── 記事 ──
20世紀になって伝道活動が世界中に広がる中,教会指導者は,アフリカ系の黒人の教会員に対して設けられていた神権の聖任および神殿の儀式の制限について,さらなる導きを求めて祈った。1978年6月1日,主はスペンサー・W・キンボール大管長,大管長会の顧問,そして十二使徒定員会の会員に,これらの制限を撤廃するべきであることを明らかにされた。1978年6月8日,大管長会は教会指導者に向けた手紙でこの啓示を発表した。この手紙は,公式の宣言二に記録されている。

1973年12月30日スペンサー・W・キンボールが教会の大管長に聖任された。

1978年6月1日キンボール大管長,大管長会の顧問,十二使徒定員会の会員は,神権と神殿の祝福をすべてのふさわしい教会員に与えるようにという啓示を受けた。

1978年6月8日大管長会はこの啓示を発表する手紙を出した。

1978年9月30日6月1日に受けた啓示が総大会で教会員に提示され,「主の御言葉および御心」として全会一致で支持された(公式の宣言2)。

1978年11月-12月西アフリカで教会を設立するため,宣教師がガーナとナイジェリアに到着した。
───
── 提供資料 ──
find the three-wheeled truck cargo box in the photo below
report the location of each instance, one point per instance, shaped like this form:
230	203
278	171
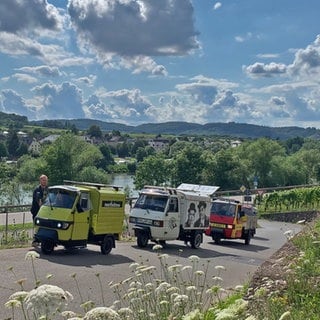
───
#### 与えられた指示 A
記事をもとに、次の問いに答えてください。
(i) スペンサー・W・キンボールが教会の大管長に聖任されたのは何年何月何日ですか。
(ii) 大管長会が啓示を発表した手紙は、何に記録されていますか。
(iii) 1978年11月から12月にかけて、宣教師が到着した国はどこですか。
#### 与えられた指示 B
記事の「20世紀になって伝道活動が世」から「1973年12月30日スペンサー・W・キンボールが教会の大管長に聖任された。」に至るまでの部分をすべて、一字も変えずに書き写してください。

#### 出力全文 A
(i) 1973年12月30日です。
(ii) 公式の宣言二に記録されています。
(iii) ガーナとナイジェリアです。

#### 出力全文 B
20世紀になって伝道活動が世界中に広がる中,教会指導者は,アフリカ系の黒人の教会員に対して設けられていた神権の聖任および神殿の儀式の制限について,さらなる導きを求めて祈った。1978年6月1日,主はスペンサー・W・キンボール大管長,大管長会の顧問,そして十二使徒定員会の会員に,これらの制限を撤廃するべきであることを明らかにされた。1978年6月8日,大管長会は教会指導者に向けた手紙でこの啓示を発表した。この手紙は,公式の宣言二に記録されている。

1973年12月30日スペンサー・W・キンボールが教会の大管長に聖任された。